## TÂCHE DEMANDÉE 1
D'après le texte cité, quelle date a profondément ébranlé le citoyen et l'artiste Jean Bruller ?

## TEXTE CITÉ
Evolution de sa lecture du monde en fonction de l'Histoire?
Nuançons cependant.
Les dates de publication entre 1932 et 1938 sont signifiantes
d'une certaine évolution. Du moins d'une certaine gêne
à poursuivre dans une veine moraliste détachée de l'Histoire.
D'une panne aussi puisque les publications se firent
plus distantes et aléatoires entre 1935 et 1938.
J'ai déjà postulé
et je postule encore le motif de cette interruption,
puis de cet arrêt du projet de La Danse des vivants: le 6 février 1934, date
des émeutes antiparlementaires interprétées comme des
émeutes fascistes, ébranla profondément le citoyen et
l'artiste Jean Bruller.
C'est à cette date-là que celui-ci commença
à se rapprocher des associations d'intellectuels antifascistes,
qu'il manifesta, qu'il participa à l'heddomadaire
Vendredi tenu par une triade des diverses sensibilités
des gauches partisanes du Front populaire, qu'il vota
pour l'élection de ce bloc politique. C'est ce que j'analyse
- archives à l'appui - dans mon article
"Jean Bruller face au bouillonnnement
intellectuel et politique des années 1930", dans
Journalisme
et
littérature dans la gauche des années 1930, (Rennes,
PUR, 2014).

## TÂCHE DEMANDÉE 2
Convertissez en liste JSON de chaînes les lignes des enregistrements ci-dessous, de la ligne contenant « Where can the long brown » à la ligne contenant « point(243, 140) », bornes incluses, avec une chaîne par ligne et sans les lignes vides.

## ENTRÉES DE DONNÉES
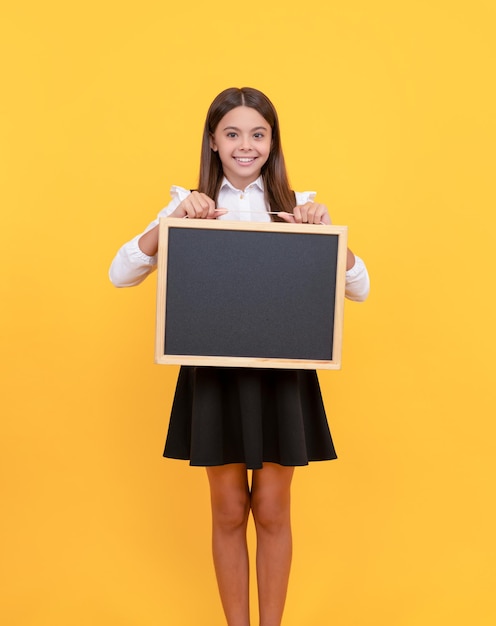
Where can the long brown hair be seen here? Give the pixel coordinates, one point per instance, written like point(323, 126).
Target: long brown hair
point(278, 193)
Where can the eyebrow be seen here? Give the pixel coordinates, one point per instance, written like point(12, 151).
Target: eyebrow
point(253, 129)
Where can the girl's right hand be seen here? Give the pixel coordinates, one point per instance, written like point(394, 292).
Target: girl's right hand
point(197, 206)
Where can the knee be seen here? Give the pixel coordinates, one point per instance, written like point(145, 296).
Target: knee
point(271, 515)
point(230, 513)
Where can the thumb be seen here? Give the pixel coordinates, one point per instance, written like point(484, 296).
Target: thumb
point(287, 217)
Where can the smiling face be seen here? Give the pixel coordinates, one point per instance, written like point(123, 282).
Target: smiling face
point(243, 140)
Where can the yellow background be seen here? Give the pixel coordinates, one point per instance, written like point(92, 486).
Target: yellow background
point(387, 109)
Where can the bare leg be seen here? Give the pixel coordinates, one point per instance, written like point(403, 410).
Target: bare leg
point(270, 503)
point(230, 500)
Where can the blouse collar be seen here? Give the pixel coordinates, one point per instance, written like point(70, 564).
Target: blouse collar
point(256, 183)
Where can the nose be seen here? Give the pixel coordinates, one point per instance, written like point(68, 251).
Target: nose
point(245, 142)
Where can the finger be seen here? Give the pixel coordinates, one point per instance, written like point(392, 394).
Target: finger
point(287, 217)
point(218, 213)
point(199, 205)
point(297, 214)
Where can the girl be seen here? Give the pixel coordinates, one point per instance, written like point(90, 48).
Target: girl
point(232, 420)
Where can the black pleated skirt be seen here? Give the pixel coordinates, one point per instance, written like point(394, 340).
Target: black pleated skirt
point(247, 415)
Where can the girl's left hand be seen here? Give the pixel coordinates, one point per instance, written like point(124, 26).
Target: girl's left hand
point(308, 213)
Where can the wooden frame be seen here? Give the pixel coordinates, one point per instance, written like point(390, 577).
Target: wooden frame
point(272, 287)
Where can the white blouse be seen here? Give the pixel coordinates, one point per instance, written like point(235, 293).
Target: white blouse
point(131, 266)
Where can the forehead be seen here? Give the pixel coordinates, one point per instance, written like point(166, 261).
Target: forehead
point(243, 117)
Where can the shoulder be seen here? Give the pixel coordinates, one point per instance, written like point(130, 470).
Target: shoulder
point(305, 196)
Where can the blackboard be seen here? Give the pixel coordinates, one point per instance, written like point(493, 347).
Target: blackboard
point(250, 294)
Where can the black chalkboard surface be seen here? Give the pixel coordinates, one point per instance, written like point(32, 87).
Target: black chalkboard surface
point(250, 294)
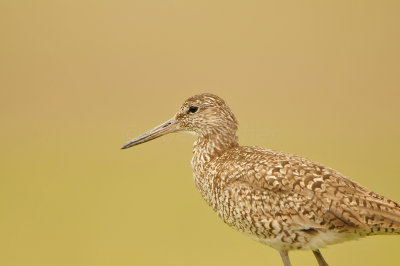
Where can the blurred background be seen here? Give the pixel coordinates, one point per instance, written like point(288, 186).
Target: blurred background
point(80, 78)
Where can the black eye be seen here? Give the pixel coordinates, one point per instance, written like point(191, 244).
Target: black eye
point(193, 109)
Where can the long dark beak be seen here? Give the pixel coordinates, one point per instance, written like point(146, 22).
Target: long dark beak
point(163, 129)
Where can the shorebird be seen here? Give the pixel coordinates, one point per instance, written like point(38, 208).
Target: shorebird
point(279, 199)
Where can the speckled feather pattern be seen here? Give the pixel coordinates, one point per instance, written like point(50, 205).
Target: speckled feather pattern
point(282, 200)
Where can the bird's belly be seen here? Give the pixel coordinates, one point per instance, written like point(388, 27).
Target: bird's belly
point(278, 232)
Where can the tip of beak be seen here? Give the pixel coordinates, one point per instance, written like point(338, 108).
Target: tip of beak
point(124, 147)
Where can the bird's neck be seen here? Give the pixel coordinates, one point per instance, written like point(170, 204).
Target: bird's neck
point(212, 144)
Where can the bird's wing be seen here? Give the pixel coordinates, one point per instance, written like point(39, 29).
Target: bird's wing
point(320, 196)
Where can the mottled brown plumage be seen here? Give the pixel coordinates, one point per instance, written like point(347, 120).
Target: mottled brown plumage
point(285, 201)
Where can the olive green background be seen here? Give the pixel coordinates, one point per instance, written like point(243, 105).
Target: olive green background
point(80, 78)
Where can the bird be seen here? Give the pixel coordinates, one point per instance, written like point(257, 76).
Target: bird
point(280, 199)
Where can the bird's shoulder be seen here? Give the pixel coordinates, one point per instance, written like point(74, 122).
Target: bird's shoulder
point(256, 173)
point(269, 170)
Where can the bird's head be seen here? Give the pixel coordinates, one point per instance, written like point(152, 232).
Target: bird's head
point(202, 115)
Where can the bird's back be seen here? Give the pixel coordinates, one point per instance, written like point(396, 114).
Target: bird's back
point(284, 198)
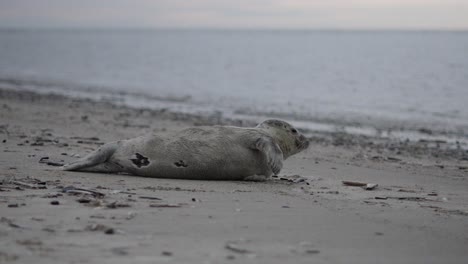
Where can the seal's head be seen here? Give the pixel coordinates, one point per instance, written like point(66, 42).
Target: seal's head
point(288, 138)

==

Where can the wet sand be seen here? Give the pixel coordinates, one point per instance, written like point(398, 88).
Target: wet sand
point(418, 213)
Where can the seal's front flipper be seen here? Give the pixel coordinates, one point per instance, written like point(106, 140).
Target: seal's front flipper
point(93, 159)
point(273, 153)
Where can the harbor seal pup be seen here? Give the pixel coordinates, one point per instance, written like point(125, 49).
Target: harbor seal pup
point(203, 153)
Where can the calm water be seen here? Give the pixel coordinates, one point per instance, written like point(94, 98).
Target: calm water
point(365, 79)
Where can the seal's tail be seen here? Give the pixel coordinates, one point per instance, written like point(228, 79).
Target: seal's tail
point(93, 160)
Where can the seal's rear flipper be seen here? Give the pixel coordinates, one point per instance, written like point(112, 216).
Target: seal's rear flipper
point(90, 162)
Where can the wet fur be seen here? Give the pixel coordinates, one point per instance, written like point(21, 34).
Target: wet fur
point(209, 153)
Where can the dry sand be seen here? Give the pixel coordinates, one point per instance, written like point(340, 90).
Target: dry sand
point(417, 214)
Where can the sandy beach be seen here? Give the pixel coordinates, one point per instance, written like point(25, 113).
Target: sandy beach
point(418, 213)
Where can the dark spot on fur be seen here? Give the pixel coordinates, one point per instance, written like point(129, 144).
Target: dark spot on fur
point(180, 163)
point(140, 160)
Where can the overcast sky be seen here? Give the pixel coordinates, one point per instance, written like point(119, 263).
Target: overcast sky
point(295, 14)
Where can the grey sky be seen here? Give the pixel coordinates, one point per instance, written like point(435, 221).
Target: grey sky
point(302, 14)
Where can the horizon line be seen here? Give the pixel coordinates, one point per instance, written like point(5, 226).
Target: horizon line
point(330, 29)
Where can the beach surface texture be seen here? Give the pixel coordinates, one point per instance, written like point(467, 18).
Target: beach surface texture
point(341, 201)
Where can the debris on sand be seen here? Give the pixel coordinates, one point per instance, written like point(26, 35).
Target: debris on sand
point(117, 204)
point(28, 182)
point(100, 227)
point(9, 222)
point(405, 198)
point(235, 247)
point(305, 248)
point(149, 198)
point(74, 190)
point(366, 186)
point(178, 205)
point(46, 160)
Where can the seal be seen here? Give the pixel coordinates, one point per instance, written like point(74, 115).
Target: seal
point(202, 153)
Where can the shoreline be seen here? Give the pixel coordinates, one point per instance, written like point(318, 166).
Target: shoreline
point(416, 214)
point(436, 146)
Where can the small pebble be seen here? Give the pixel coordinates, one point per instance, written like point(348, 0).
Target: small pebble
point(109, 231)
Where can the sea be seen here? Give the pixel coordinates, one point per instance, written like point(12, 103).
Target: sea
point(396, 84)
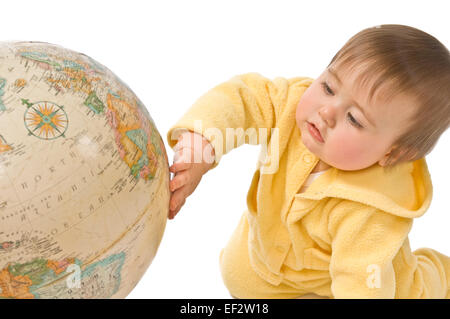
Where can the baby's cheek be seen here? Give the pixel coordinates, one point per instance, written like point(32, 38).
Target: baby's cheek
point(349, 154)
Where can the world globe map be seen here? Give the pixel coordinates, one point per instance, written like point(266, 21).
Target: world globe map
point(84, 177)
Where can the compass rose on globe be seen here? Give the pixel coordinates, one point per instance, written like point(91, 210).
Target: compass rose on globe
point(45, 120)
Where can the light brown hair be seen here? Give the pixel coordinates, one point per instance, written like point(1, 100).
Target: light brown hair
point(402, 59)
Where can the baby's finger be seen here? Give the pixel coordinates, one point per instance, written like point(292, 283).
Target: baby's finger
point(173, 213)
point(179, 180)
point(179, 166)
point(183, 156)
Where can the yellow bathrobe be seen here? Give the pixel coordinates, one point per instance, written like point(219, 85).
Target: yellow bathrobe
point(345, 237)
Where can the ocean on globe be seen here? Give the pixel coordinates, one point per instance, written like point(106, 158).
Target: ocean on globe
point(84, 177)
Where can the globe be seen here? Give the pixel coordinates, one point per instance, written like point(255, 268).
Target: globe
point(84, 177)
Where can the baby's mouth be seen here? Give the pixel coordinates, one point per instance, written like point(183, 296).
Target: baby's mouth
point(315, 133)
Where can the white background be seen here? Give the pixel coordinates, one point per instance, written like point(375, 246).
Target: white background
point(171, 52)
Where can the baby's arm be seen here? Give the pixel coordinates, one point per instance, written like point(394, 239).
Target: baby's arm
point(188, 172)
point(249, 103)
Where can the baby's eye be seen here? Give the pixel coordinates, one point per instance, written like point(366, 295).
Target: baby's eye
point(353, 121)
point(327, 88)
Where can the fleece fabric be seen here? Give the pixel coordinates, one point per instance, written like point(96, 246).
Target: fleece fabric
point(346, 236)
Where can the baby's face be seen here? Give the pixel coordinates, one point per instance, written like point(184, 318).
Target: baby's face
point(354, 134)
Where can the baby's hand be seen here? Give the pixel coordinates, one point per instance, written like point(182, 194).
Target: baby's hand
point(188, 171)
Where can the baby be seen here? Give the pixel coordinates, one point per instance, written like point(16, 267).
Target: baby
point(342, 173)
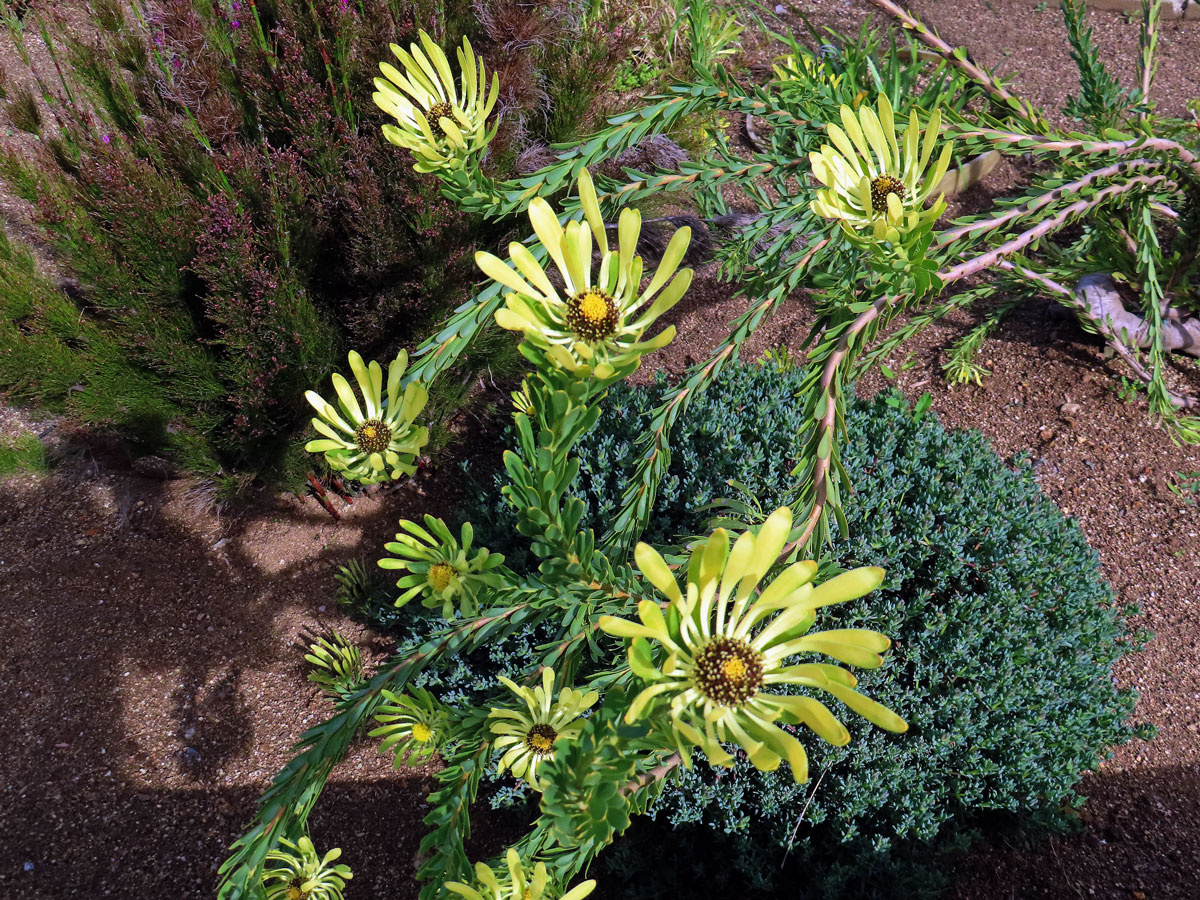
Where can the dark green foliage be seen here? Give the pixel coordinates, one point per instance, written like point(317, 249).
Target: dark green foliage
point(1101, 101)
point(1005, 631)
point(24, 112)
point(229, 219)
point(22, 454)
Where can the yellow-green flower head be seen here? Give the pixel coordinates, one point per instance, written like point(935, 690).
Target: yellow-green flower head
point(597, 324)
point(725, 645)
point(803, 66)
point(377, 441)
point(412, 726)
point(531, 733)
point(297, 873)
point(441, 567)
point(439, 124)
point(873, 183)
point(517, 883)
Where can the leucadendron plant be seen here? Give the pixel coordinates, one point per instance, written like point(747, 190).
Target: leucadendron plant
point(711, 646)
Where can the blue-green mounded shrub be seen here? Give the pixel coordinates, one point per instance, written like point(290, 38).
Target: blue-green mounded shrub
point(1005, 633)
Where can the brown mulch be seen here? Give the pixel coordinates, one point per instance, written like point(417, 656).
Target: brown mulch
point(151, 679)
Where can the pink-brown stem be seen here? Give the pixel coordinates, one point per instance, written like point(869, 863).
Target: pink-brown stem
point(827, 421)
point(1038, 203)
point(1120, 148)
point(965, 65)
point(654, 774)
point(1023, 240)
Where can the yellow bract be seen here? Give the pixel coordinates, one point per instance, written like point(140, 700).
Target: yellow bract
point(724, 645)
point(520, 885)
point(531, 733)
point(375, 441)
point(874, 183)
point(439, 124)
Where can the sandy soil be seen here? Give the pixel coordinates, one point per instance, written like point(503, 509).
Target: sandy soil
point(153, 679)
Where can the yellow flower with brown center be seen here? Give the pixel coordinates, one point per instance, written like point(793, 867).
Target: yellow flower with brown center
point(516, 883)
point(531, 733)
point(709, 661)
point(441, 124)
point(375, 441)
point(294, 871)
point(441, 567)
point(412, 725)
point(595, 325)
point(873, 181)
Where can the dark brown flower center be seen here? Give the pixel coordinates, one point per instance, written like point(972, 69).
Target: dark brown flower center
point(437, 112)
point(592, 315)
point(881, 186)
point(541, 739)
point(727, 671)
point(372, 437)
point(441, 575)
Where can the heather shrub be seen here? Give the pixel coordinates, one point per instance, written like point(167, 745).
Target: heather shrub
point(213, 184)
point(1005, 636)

==

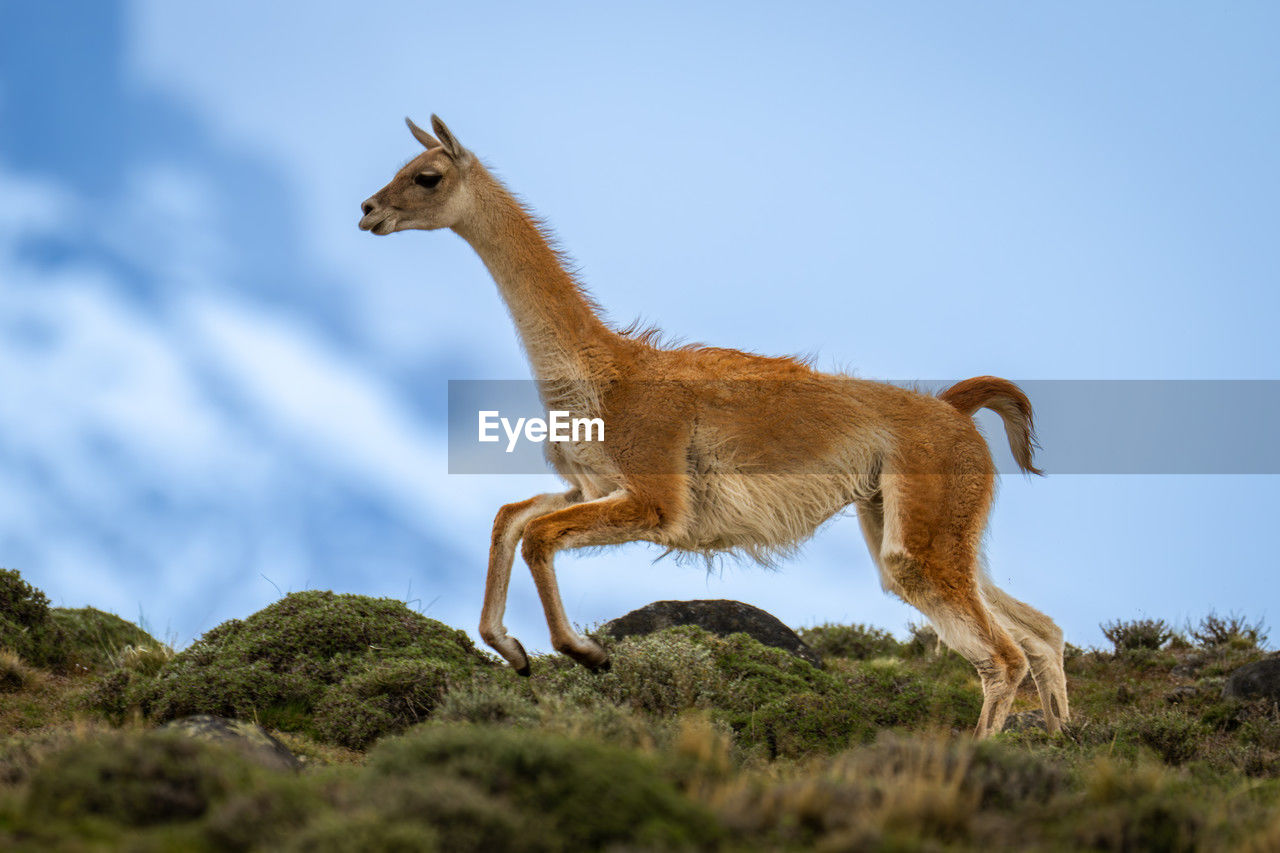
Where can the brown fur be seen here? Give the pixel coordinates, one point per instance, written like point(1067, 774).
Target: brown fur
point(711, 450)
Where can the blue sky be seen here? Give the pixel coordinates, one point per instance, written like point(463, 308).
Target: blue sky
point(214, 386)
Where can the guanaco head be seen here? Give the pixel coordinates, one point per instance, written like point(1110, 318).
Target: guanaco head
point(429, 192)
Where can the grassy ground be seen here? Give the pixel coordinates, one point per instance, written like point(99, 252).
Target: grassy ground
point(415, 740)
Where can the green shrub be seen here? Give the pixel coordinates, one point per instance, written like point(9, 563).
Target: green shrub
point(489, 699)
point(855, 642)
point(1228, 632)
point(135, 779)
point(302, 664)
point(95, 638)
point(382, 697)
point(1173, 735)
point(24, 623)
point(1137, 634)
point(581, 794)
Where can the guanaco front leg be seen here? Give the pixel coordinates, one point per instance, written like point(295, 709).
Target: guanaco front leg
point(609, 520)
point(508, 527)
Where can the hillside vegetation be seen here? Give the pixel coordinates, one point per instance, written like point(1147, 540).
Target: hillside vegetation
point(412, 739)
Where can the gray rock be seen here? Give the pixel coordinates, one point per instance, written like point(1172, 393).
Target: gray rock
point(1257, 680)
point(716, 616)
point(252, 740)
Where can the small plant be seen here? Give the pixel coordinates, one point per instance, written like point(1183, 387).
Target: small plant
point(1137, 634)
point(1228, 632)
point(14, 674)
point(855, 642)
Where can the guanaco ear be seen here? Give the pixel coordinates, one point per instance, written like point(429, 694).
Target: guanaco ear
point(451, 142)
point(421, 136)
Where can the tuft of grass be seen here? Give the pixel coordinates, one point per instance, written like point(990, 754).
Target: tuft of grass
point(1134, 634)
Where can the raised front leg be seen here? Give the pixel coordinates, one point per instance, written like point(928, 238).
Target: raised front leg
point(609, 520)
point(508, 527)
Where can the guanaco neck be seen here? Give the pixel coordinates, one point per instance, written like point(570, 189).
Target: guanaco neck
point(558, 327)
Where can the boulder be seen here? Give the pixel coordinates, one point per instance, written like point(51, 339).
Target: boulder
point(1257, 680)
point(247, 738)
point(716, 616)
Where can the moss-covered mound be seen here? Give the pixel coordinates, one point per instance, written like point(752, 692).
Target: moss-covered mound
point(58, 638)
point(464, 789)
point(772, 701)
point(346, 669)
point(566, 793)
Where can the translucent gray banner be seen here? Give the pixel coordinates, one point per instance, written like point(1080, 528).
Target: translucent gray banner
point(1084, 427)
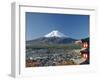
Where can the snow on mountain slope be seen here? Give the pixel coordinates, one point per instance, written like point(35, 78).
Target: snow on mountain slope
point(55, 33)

## RÉPONSE RÉDIGÉE 1
Le 6 février 1934.

## RÉPONSE RÉDIGÉE 2
[
  "Where can the long brown hair be seen here? Give the pixel coordinates, one point per instance, written like point(323, 126).",
  "Target: long brown hair",
  "point(278, 193)",
  "Where can the eyebrow be seen here? Give the pixel coordinates, one point per instance, written like point(12, 151).",
  "Target: eyebrow",
  "point(253, 129)",
  "Where can the girl's right hand be seen here? Give the pixel coordinates, one point per instance, written like point(394, 292).",
  "Target: girl's right hand",
  "point(197, 206)",
  "Where can the knee be seen here? Give the pixel coordinates, one point per instance, written like point(145, 296).",
  "Target: knee",
  "point(271, 515)",
  "point(230, 513)",
  "Where can the thumb be seen here? Give the pixel coordinates, one point per instance, written like point(484, 296).",
  "Target: thumb",
  "point(287, 217)",
  "Where can the smiling face be seen here? Give the pixel coordinates, one point per instance, written like point(123, 282).",
  "Target: smiling face",
  "point(243, 140)"
]